* [Passage provided]
┌──
Prison labor, free labor, real costs

Ben and Sasha Goldberg (goldberg@greatbridge.net)
Fri, 12 Mar 1999 23:06:09 -0500

Michele Gale-Sinex/CIAS, UW-Madison wrote:

> Shoshannah posed this as an "economics of organic agriculture"
> issue. My heart froze when I read that. Solutions to the problem of
> low or suppressed wages for agricultural workers (a reflection of our
> not being able to afford to pay them what they deserve) do not, in my
> mind, include finding someone yet cheaper to do the work. For me,
> that economic view is part of what we in sustag and org-ag are
> fighting. Bottom-line thinking. Profit above all.
>

I was awed by your response. Really, I was. I hesitate to post on this
list because you are all so learned and clearly, deeply involved whereas I
am basically a housewife who wants to start a small farm. That being
said, I often think about the issue of economics in agriculture as I try
to fashion a personal philosophy that is practical while not being
dependent on the exploitation of others. It is often really, really
difficult. Even if you are able to get beyond the constant refrain of
American Society "you are what you buy" it is extraordinarily difficult,
at least it has been for me, to retrain myself to the expectation that I
will actually pay a fair price for those things I buy. I am, and I say
this with some degree of pride, a professional homemaker. I put a great
deal of energy and effort into providing my family with a healthy,
enjoyable diet. I really strive to get value for our money. But therein
lies the rub. If you do not really understand what the value of something
is, then you have no real way of determining what is a fair price. The
same philosophy that promotes the bottom line as the only meaningful goal,
encourages us all to seek the lowest price. I don't how many of you are
familiar with Amy Dacyzyn and her books "The Tightwad Gazette I, II and
III" but she has raised penny pinching to an art form. And their are
bargains to be had. If you put enough time and effort into it you can
easily cut your monthly expenses by a third or more but not:

If you buy organic produce
If you refuse to buy clothing that was produced in sweatshops
If you are unwilling to buy meat that was produced in factories that put
no stock in the humane treatment of animals or make the least effort not
to destroy the environment
If you won't buy products that were made with slave/and or prison labor
etc., etc., etc.,

and this is why, I believe, those people who really promote sustainable
agriculture have such a hard row to hoe (literally and figuratively).
└──
* [Data extract]
┌──
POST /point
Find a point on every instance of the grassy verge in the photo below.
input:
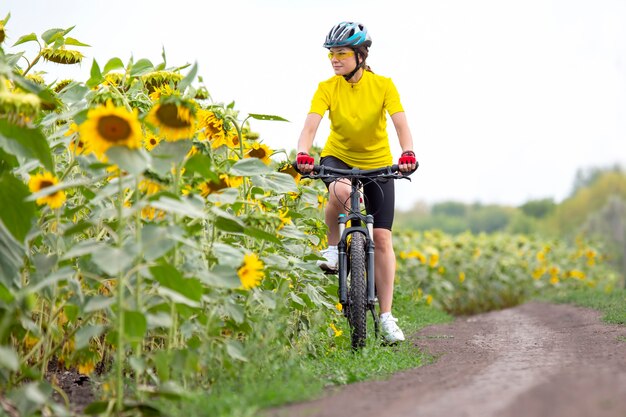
└──
* [The request] From the prison labor post above, return the stretch from "Prison labor, free" through "Profit above all.", copied word for word.

* [Right answer]
Prison labor, free labor, real costs

Ben and Sasha Goldberg (goldberg@greatbridge.net)
Fri, 12 Mar 1999 23:06:09 -0500

Michele Gale-Sinex/CIAS, UW-Madison wrote:

> Shoshannah posed this as an "economics of organic agriculture"
> issue. My heart froze when I read that. Solutions to the problem of
> low or suppressed wages for agricultural workers (a reflection of our
> not being able to afford to pay them what they deserve) do not, in my
> mind, include finding someone yet cheaper to do the work. For me,
> that economic view is part of what we in sustag and org-ag are
> fighting. Bottom-line thinking. Profit above all.